Quellenauszug.
============
Michael Koch: Wir haben zwar mehr Geld zur Verfügung, weil unsere Zuwendungen aus dem Kommunalen Finanzausgleich vom Land Hessen gestiegen sind. Gleichzeitig sind die Aufwendungen aber viel stärker gestiegen. Die bisherigen Aufgaben werden also immer teurer. Und wir haben neue, zusätzliche Aufgaben.

hessenschau.de: Welche zum Beispiel?

Koch: Was uns besonders drückt, das ist kein Geheimnis, ist die Unterbringung von Geflüchteten. Außerdem belasten uns oftmals die Kosten für Krankenhäuser, die in kommunaler Trägerschaft sind, und insgesamt die Sozialleistungen. Schauen Sie sich die Kostensteigerungen beim Landeswohlfahrsverband an, den wir mitfinanzieren und der für die Kommunen vielfältige Leistungen erbringt, aber auch andere Leistungen der Kreisverwaltungen.
============
[Einträge aus einer Sammlung]
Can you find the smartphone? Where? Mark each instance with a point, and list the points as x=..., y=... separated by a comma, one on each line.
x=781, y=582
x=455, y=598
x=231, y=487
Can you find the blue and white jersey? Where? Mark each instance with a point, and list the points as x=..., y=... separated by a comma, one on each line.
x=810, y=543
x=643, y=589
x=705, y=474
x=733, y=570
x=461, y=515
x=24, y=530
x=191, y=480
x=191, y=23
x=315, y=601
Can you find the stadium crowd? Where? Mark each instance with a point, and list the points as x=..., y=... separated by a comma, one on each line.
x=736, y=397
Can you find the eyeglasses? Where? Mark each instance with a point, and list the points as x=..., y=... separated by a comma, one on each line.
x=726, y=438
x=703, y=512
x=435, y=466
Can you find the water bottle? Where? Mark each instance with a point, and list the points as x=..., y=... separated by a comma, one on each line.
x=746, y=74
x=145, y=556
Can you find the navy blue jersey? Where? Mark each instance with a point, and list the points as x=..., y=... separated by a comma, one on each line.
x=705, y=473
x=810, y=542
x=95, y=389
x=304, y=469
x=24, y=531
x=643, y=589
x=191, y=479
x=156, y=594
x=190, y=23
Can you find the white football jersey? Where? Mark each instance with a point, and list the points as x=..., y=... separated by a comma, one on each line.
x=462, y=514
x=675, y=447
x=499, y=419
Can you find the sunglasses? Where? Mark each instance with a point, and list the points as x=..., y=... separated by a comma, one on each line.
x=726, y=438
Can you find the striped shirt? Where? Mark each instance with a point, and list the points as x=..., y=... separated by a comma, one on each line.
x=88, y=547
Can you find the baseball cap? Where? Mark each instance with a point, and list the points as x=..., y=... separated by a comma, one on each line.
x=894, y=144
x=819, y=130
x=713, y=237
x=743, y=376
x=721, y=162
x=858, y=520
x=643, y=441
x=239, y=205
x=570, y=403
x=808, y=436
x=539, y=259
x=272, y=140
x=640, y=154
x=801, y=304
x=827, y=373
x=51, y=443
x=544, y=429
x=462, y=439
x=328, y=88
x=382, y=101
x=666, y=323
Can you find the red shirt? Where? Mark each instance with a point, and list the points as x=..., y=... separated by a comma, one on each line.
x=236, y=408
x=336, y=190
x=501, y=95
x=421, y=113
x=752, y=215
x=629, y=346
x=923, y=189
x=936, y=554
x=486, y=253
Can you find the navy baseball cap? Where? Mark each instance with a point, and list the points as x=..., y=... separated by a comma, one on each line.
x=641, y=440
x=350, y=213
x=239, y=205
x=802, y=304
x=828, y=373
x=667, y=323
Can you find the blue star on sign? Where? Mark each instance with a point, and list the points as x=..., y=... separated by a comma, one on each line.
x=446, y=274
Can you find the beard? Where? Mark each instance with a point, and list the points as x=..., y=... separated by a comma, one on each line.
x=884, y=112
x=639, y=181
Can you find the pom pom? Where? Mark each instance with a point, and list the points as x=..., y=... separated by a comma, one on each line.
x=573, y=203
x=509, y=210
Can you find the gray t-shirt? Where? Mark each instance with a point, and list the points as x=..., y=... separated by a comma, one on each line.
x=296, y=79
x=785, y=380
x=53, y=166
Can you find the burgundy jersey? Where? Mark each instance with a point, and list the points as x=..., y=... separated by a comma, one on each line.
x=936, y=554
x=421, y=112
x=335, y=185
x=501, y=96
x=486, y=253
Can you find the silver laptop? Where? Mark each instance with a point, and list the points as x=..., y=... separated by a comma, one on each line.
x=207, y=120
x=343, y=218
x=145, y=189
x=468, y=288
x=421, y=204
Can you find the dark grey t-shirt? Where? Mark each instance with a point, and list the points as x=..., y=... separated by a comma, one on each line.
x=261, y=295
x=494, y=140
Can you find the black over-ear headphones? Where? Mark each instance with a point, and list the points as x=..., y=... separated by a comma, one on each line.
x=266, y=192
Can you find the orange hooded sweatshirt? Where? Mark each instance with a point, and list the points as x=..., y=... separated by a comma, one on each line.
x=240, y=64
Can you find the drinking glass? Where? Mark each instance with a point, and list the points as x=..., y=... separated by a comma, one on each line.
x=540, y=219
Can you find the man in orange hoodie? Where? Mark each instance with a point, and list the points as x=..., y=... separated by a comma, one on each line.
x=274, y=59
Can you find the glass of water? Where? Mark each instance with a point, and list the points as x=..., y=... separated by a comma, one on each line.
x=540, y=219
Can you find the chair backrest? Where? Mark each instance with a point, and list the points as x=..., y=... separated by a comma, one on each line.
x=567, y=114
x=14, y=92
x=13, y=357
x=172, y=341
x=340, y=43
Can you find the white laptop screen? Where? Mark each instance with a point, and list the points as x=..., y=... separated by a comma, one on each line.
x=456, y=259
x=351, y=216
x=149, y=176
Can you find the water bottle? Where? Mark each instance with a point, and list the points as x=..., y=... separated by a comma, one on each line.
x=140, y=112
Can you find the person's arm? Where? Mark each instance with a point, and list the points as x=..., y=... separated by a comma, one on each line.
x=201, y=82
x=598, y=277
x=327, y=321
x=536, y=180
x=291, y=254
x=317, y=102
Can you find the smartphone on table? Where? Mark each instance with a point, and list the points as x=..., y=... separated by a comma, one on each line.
============
Aufgabe. Welche Kosten nennt Michael Koch im Interviewauszug mit den Worten „drückt“ und „belasten“? Zählen Sie alle auf.

Ergebnis.
- die Unterbringung von Geflüchteten
- die Kosten für Krankenhäuser, die in kommunaler Trägerschaft sind
- insgesamt die Sozialleistungen